● **Assigned task**:
Beginning with the line of the entries below that holds "Segment every instance of the man in the" and ending with the line that holds "Segment every instance of the man's knuckles", transcribe each line exactly as written. Pictures stay out.

===== Entries supplied =====

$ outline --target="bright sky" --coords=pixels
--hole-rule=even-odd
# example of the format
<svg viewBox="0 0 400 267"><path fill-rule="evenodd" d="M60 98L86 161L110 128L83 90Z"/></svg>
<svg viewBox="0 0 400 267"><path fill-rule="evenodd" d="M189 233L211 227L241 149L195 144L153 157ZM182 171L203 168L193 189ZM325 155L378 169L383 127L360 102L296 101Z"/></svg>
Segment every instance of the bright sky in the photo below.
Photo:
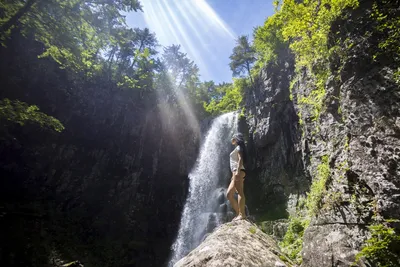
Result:
<svg viewBox="0 0 400 267"><path fill-rule="evenodd" d="M229 56L239 35L252 36L273 13L273 0L141 0L131 27L147 27L162 46L180 44L203 81L230 82Z"/></svg>

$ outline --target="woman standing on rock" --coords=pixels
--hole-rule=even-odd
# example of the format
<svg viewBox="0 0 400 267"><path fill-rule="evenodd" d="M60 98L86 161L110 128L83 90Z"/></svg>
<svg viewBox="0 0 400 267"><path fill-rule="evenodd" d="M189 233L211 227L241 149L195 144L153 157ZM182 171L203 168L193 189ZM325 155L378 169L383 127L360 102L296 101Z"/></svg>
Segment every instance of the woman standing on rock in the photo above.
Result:
<svg viewBox="0 0 400 267"><path fill-rule="evenodd" d="M236 146L230 154L230 166L232 171L232 179L227 191L227 198L231 203L232 208L236 212L236 217L233 221L242 220L246 218L245 212L245 197L243 191L243 181L246 176L244 168L244 161L246 159L246 146L244 144L243 135L237 133L232 137L232 145ZM234 194L238 193L238 201L236 201Z"/></svg>

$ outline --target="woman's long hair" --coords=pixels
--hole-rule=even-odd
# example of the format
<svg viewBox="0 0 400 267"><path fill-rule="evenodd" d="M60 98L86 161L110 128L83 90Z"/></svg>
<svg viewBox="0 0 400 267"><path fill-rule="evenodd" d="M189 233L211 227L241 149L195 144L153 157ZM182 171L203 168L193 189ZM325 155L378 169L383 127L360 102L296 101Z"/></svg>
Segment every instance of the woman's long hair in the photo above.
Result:
<svg viewBox="0 0 400 267"><path fill-rule="evenodd" d="M247 162L247 151L246 151L246 144L244 143L244 137L243 134L237 133L232 136L240 147L240 151L242 152L242 158L243 158L243 166L246 165Z"/></svg>

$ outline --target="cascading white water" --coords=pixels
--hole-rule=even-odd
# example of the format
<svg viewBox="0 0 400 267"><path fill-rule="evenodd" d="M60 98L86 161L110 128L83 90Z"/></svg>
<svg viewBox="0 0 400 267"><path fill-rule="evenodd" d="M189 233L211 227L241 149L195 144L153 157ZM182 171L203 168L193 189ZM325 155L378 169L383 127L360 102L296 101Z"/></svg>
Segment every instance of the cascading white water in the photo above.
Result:
<svg viewBox="0 0 400 267"><path fill-rule="evenodd" d="M168 266L186 256L206 233L222 223L227 210L230 140L236 130L237 114L233 112L217 117L211 124L189 174L189 194Z"/></svg>

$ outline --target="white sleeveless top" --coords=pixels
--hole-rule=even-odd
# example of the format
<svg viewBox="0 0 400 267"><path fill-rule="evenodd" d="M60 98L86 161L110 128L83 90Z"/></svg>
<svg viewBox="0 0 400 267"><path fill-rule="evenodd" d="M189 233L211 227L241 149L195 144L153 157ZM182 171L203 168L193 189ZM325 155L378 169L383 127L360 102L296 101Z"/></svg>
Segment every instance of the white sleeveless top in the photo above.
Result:
<svg viewBox="0 0 400 267"><path fill-rule="evenodd" d="M229 161L231 165L231 171L233 172L234 170L237 169L238 162L239 162L239 151L240 151L240 146L237 146L229 155ZM242 159L242 164L240 166L240 169L244 169L243 166L243 159Z"/></svg>

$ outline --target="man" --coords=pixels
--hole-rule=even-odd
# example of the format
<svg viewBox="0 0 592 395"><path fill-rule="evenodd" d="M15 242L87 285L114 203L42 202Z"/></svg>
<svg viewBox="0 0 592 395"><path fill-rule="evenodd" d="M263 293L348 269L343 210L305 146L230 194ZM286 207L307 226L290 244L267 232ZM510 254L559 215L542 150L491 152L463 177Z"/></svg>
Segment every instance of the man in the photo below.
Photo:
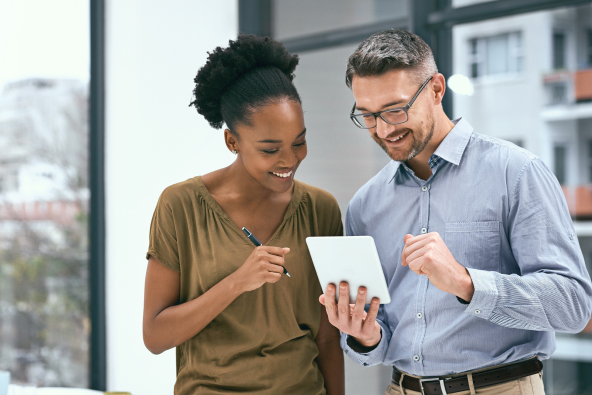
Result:
<svg viewBox="0 0 592 395"><path fill-rule="evenodd" d="M343 349L393 366L387 394L544 394L554 332L581 331L592 310L555 176L528 151L451 121L444 77L412 33L369 37L346 81L352 121L392 159L350 202L347 234L374 237L392 302L373 299L366 312L365 289L350 307L347 284L337 303L329 285L321 302Z"/></svg>

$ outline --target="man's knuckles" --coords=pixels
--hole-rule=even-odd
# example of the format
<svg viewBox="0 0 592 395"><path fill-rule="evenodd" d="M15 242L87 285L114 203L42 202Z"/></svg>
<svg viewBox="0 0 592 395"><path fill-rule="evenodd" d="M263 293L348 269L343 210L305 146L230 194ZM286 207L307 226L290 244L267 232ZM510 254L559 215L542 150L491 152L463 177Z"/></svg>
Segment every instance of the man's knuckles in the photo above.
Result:
<svg viewBox="0 0 592 395"><path fill-rule="evenodd" d="M355 320L362 320L362 319L364 319L364 312L354 311L351 316Z"/></svg>

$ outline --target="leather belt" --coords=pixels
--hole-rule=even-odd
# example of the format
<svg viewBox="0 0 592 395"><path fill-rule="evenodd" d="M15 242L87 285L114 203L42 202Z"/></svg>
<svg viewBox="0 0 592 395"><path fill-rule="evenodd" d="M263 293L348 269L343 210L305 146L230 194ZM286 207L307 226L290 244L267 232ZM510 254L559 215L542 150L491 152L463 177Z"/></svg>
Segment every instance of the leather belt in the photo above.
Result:
<svg viewBox="0 0 592 395"><path fill-rule="evenodd" d="M489 387L527 377L543 370L543 363L538 358L502 365L482 372L473 373L475 389ZM393 367L392 381L399 385L401 372ZM403 387L424 395L447 395L469 390L469 379L466 375L456 377L425 377L415 378L405 375Z"/></svg>

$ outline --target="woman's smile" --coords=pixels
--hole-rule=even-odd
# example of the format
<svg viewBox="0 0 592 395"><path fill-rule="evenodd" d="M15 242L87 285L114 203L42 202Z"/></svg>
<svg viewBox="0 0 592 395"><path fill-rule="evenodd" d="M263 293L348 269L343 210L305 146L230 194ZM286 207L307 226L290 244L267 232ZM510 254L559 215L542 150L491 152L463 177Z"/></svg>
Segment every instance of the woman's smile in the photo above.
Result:
<svg viewBox="0 0 592 395"><path fill-rule="evenodd" d="M294 172L296 170L296 166L292 167L291 169L287 170L280 170L280 171L270 171L269 174L273 176L279 182L287 182L291 181L294 178Z"/></svg>

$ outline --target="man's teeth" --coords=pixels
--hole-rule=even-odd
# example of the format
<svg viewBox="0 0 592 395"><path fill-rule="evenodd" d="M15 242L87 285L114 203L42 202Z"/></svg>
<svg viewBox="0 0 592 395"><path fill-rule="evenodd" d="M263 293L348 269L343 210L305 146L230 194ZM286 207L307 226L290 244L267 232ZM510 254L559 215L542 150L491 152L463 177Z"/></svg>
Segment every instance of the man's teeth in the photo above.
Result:
<svg viewBox="0 0 592 395"><path fill-rule="evenodd" d="M409 132L407 132L407 133L409 133ZM387 139L387 140L388 140L388 141L397 141L397 140L401 140L403 137L405 137L405 136L407 135L407 133L405 133L405 134L402 134L402 135L400 135L400 136L399 136L399 137L397 137L397 138L394 138L394 139Z"/></svg>
<svg viewBox="0 0 592 395"><path fill-rule="evenodd" d="M287 178L290 177L292 175L292 170L290 170L287 173L275 173L275 172L271 172L271 174L273 174L274 176L278 176L278 177L282 177L282 178Z"/></svg>

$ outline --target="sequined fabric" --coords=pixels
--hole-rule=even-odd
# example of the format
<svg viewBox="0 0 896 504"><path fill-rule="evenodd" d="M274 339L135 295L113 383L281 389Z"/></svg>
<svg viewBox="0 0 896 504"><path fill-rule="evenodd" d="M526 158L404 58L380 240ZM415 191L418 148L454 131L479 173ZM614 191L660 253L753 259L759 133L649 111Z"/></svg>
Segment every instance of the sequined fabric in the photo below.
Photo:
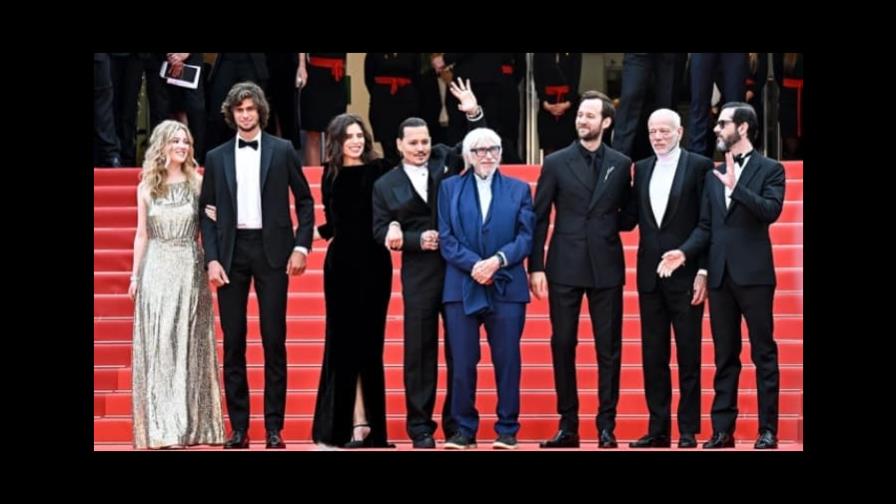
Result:
<svg viewBox="0 0 896 504"><path fill-rule="evenodd" d="M134 447L222 444L208 275L188 182L147 204L148 244L134 310Z"/></svg>

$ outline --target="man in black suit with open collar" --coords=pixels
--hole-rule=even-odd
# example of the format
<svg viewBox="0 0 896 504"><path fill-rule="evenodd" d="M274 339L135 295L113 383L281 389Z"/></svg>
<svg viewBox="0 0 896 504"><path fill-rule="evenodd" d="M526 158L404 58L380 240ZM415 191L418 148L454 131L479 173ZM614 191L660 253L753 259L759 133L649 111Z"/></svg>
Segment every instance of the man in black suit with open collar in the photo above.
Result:
<svg viewBox="0 0 896 504"><path fill-rule="evenodd" d="M458 78L449 87L466 113L469 127L484 127L482 108ZM414 448L435 448L436 401L439 355L439 314L443 311L442 287L445 260L439 252L439 185L464 167L461 144L430 147L426 121L409 117L399 126L396 146L401 164L373 185L373 235L388 249L402 251L401 295L404 301L404 386L407 432ZM443 316L444 320L444 316ZM445 346L448 368L447 394L442 408L442 430L451 438L457 423L451 417L452 362Z"/></svg>
<svg viewBox="0 0 896 504"><path fill-rule="evenodd" d="M588 297L599 366L598 446L615 448L616 404L622 365L622 286L625 256L619 239L621 209L631 192L632 161L601 143L615 109L597 91L582 95L579 140L544 160L535 193L535 235L529 259L532 293L550 292L551 355L560 430L542 448L579 446L575 350L582 296ZM544 244L556 209L547 264Z"/></svg>
<svg viewBox="0 0 896 504"><path fill-rule="evenodd" d="M684 242L700 218L706 173L712 160L680 148L681 117L661 108L650 114L647 133L655 155L635 163L635 182L621 225L638 226L638 305L644 393L650 421L647 435L632 448L668 448L672 424L669 371L671 328L678 361L679 448L696 448L700 432L700 344L706 300L705 256L669 278L658 278L663 252ZM698 264L699 263L699 264Z"/></svg>
<svg viewBox="0 0 896 504"><path fill-rule="evenodd" d="M722 106L716 148L725 172L706 175L700 224L679 249L663 254L657 271L669 276L709 247L709 317L715 345L712 438L704 448L733 448L737 382L741 362L741 317L746 319L750 356L756 365L759 438L756 449L778 447L778 347L773 333L775 265L769 226L784 206L784 167L753 150L756 111L742 102Z"/></svg>
<svg viewBox="0 0 896 504"><path fill-rule="evenodd" d="M224 390L233 432L224 448L249 447L246 305L255 283L264 346L267 448L284 448L288 275L305 271L314 229L314 200L288 140L264 133L270 106L251 82L234 85L222 105L232 138L209 151L199 196L209 281L218 288L224 332ZM298 229L289 215L295 198ZM213 220L204 211L216 208Z"/></svg>

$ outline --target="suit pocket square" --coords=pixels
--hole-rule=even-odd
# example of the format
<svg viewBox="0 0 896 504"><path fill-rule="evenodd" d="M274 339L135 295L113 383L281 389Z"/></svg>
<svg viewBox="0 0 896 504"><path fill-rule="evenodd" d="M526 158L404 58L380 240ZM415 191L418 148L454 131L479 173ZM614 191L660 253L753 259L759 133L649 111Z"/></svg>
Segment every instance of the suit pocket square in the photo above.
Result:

=====

● **Result**:
Segment every instance of the man in the photo below.
Photo:
Result:
<svg viewBox="0 0 592 395"><path fill-rule="evenodd" d="M343 349L393 366L387 394L544 394L554 332L581 331L592 310L555 176L528 151L451 121L444 77L412 33L369 37L346 81L352 121L392 159L350 202L347 234L374 237L392 302L373 299L366 312L365 289L350 307L347 284L337 303L329 285L321 302Z"/></svg>

$ outline --target="man's knuckles" --coords=pixels
--hole-rule=even-odd
# example of the format
<svg viewBox="0 0 592 395"><path fill-rule="evenodd" d="M15 242L87 285L114 203L42 202Z"/></svg>
<svg viewBox="0 0 592 395"><path fill-rule="evenodd" d="M263 293L348 269L343 210L305 146L230 194ZM286 207L307 226L290 244L267 232ZM510 254L559 215L542 150L491 152L463 177Z"/></svg>
Segment every instance of the man's knuckles in the photo above.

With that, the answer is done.